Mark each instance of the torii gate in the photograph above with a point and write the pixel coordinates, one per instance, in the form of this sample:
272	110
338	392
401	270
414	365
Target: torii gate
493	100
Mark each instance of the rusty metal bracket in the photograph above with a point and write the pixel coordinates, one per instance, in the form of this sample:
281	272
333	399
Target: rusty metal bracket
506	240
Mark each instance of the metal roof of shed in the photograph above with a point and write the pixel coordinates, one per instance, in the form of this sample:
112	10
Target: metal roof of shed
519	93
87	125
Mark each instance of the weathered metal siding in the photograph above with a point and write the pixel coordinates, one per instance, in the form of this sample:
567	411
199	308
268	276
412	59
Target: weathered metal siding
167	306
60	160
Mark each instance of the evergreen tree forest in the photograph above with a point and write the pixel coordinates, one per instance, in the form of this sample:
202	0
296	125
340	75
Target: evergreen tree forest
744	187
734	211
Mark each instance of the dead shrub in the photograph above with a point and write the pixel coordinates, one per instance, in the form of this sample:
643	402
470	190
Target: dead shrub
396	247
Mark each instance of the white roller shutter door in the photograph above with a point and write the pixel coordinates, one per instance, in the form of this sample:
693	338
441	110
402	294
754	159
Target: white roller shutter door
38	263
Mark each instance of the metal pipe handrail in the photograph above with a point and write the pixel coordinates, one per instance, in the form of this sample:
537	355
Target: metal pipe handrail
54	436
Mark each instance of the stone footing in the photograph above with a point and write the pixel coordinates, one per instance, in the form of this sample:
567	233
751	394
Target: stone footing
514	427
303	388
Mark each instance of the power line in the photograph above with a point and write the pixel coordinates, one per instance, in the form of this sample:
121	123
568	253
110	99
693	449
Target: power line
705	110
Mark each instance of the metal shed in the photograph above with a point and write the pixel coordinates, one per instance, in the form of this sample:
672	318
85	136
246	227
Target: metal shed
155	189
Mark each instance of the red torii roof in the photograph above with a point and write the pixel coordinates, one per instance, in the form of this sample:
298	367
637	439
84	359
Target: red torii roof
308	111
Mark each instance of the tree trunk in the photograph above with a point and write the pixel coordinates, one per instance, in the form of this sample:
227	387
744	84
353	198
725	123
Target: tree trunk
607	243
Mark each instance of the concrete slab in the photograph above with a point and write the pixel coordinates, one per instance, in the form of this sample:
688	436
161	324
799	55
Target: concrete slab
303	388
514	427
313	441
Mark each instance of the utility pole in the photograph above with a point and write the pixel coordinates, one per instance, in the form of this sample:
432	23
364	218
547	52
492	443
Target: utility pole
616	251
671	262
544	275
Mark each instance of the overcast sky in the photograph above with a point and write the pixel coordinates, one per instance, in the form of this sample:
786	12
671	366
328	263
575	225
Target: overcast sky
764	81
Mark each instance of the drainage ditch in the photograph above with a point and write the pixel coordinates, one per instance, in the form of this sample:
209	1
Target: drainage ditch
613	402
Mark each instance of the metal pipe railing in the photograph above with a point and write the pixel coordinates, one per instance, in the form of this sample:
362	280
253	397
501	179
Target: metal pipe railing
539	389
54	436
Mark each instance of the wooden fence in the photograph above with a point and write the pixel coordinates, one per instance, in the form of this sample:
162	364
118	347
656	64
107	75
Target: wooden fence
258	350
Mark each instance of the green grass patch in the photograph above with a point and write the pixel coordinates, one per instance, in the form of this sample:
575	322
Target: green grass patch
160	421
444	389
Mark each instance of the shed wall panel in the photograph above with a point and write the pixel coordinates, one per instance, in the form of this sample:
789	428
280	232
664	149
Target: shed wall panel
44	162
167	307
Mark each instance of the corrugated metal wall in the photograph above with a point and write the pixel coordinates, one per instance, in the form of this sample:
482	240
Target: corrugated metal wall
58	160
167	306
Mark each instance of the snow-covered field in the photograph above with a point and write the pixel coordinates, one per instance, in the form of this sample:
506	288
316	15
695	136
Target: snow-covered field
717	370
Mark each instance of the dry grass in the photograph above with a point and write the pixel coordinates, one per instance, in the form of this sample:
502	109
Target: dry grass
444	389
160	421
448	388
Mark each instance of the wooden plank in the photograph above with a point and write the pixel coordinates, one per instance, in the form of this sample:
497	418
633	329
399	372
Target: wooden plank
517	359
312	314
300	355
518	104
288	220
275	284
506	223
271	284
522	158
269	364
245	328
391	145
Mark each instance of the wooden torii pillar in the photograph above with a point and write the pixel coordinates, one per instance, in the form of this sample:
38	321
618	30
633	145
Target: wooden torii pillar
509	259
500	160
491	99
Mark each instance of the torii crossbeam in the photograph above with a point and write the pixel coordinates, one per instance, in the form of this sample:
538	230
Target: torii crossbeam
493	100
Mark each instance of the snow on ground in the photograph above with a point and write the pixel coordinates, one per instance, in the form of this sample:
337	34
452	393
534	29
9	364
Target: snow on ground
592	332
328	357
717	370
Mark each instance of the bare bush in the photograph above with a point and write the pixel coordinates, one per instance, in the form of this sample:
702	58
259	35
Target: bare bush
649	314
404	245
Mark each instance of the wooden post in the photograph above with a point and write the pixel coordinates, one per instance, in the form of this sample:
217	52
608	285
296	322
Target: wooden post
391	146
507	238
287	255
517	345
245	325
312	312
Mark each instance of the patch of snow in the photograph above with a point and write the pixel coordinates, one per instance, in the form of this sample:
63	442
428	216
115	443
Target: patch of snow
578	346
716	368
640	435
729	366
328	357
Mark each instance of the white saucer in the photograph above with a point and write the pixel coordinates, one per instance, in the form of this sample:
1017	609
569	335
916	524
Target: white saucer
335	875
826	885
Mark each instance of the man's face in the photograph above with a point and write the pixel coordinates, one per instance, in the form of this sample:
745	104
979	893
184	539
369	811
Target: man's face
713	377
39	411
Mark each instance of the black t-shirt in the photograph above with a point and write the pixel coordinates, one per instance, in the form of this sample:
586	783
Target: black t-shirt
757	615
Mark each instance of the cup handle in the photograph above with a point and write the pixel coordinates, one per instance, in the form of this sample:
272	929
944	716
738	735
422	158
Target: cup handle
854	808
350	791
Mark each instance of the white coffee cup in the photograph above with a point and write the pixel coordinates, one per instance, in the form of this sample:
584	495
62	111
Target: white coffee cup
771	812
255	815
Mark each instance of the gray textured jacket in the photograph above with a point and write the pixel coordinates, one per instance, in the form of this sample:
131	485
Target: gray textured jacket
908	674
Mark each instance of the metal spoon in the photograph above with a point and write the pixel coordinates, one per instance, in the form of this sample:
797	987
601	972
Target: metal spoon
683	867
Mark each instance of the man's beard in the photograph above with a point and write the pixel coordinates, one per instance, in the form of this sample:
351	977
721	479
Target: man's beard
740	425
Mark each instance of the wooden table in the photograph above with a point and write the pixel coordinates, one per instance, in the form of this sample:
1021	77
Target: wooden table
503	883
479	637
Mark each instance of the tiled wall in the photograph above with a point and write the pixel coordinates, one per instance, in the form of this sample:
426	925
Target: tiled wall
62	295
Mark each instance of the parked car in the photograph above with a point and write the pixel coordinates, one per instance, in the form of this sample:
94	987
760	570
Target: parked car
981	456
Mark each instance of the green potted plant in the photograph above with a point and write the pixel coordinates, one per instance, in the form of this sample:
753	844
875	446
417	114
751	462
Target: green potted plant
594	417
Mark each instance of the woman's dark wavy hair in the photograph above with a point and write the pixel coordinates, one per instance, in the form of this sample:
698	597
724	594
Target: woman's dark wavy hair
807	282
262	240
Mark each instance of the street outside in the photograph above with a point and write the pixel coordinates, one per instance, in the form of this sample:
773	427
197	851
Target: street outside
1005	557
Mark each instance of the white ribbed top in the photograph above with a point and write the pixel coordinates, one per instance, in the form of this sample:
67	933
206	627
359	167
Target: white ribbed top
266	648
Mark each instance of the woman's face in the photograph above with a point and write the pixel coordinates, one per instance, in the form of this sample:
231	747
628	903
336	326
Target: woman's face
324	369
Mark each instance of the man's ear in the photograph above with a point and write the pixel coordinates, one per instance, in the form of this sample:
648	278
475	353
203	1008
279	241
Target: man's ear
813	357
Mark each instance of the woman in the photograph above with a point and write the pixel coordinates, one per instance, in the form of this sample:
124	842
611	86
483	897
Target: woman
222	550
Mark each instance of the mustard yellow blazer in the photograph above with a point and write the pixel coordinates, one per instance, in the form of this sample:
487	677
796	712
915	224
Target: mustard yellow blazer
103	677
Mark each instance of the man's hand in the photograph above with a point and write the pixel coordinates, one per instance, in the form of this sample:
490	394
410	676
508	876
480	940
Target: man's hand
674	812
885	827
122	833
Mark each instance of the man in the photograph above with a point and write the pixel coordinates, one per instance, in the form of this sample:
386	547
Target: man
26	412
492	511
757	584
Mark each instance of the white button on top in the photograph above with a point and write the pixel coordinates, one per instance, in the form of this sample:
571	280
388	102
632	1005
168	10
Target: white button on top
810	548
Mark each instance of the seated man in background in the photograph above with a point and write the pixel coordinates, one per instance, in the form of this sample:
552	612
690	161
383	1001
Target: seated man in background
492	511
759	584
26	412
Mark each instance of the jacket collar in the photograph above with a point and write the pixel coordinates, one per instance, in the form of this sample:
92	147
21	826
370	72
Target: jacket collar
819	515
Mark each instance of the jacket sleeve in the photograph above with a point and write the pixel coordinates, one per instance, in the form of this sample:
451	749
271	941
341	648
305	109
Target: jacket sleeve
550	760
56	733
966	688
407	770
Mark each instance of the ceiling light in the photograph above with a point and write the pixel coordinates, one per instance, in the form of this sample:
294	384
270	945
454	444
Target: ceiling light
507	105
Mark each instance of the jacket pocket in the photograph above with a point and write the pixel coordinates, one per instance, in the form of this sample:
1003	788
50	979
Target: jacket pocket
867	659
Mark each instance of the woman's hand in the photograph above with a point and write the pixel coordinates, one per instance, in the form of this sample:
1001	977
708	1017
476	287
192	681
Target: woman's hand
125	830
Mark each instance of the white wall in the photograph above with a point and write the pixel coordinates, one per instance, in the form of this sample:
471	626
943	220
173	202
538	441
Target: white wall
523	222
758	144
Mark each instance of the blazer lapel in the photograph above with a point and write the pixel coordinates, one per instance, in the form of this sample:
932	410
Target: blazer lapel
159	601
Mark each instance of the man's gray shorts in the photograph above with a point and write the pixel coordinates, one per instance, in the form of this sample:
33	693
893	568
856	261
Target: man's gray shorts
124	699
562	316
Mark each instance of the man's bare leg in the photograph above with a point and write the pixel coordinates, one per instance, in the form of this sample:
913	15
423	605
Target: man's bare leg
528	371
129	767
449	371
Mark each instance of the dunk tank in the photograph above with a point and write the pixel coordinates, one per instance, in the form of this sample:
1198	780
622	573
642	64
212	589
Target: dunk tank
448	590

----------------

Instructions to follow =>
Only the lines from the one that contains "Mark each instance of the jacket pocket" through the last line should be repeated, each exactly as it stands, with both ends included.

Full answer =>
Mark each instance of the jacket pocket in the photograph above with a point and write the pixel coordinates, one per instance, in the form of this sample:
1003	788
50	979
Target: jacket pocket
867	659
Mark each instance of the woman's hand in the photograph above with a point and write the pixel coordinates, one per instance, in the form of this sample:
1001	977
708	1017
476	287
192	681
Target: woman's hand
125	830
Mark each instance of the white wall in the photograph above with a point and write the pixel coordinates, one per instance, in the form of this sample:
471	626
943	220
173	202
538	441
Target: white wall
523	222
758	144
Mark each instance of the blazer lapel in the photograph above with a point and write the pixel coordinates, one per instance, in the form of this sample:
932	410
Target: blazer lapel
159	601
Mark each instance of the man's gray shorts in the photograph above with a point and write the pixel coordinates, one per instance, in the form of this sample:
33	693
893	568
856	261
Target: man's gray shorts
124	699
562	316
Mark each instance of the man's bare leg in the photograph above with a point and write the pixel coordinates, one per instance, in the form of this sample:
913	15
423	605
Target: man's bare leg
528	371
129	767
449	371
Mark each instance of the dunk tank in the photograph above with a point and write the pixel coordinates, one per instance, in the form of this sample:
1198	780
622	573
642	64
212	589
Target: dunk tank
448	590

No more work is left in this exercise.